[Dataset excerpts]
........
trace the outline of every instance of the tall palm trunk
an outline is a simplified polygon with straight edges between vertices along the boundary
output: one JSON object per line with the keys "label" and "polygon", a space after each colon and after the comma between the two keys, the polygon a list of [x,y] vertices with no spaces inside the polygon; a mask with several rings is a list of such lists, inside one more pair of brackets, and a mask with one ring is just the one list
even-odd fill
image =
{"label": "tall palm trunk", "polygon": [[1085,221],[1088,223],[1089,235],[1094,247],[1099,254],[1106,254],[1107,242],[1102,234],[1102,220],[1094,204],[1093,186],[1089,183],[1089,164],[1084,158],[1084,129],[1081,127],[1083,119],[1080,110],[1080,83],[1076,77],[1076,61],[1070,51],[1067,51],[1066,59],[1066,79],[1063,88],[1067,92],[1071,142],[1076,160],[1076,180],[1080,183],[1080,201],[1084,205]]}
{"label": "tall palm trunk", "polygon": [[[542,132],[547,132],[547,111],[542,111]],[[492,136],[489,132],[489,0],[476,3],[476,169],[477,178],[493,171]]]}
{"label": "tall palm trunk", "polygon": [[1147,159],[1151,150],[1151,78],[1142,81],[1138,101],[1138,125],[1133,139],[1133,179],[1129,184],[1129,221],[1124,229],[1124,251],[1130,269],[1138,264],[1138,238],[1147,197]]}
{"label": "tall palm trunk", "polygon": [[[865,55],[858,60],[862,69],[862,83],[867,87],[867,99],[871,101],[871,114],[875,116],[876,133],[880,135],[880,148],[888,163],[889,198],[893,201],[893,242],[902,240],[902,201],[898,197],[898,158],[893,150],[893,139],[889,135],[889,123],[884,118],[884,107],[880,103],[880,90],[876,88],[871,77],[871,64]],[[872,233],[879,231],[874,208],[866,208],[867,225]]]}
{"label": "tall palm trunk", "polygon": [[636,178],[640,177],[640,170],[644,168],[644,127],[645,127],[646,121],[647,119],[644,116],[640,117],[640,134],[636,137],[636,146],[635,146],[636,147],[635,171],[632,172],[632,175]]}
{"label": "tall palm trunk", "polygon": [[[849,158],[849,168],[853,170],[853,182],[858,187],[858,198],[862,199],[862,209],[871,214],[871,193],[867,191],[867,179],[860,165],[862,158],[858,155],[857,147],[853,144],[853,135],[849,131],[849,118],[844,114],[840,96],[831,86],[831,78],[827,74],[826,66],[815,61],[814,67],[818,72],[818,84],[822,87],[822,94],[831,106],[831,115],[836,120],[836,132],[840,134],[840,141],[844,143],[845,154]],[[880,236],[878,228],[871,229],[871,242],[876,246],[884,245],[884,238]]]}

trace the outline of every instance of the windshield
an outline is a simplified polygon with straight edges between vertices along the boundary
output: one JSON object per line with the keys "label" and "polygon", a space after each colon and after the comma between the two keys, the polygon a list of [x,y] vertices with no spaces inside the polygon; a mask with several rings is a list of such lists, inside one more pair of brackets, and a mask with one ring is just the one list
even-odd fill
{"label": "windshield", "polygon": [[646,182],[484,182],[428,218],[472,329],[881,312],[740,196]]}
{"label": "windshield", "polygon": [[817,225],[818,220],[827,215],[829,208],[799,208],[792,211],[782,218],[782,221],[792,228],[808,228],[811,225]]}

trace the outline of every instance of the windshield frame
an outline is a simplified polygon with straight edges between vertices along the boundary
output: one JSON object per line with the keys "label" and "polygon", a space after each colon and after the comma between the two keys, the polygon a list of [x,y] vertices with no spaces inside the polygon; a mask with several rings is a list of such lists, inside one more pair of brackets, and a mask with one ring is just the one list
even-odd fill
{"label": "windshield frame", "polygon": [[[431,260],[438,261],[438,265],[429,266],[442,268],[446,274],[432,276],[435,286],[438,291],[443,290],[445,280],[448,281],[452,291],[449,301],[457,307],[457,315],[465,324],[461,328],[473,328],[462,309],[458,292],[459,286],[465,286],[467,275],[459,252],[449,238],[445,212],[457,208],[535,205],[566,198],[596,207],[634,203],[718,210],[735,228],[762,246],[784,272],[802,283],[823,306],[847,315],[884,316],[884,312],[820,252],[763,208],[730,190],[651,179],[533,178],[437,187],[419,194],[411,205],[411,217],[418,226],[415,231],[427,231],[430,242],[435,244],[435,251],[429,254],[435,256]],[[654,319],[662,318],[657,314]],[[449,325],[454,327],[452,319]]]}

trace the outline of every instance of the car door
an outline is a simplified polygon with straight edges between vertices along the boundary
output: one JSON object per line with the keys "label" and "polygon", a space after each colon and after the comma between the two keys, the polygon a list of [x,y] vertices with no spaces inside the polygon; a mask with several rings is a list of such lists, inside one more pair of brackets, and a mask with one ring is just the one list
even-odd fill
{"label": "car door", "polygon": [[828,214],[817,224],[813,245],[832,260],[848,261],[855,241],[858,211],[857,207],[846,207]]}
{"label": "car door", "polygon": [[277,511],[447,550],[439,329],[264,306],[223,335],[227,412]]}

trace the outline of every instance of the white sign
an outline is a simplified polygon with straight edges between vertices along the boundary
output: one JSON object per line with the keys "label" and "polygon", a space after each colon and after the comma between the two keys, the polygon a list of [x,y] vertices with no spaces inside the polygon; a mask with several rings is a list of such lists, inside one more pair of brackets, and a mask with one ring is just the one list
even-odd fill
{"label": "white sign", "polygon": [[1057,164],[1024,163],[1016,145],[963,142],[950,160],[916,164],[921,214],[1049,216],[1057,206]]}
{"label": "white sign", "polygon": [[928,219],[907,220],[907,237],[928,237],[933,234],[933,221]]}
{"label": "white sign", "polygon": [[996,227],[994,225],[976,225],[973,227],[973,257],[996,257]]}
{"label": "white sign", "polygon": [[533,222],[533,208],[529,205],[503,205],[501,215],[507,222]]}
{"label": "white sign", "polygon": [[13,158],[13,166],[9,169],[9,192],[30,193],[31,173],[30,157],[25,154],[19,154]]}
........
Exercise objective
Look through the data and gather every line with the string "trace" in it.

Written answer
trace the outline of every instance of the tall palm trunk
trace the outline of every instance of the windshield
trace the outline of every instance of the windshield frame
trace the outline of every instance of the car door
trace the outline of every instance of the white sign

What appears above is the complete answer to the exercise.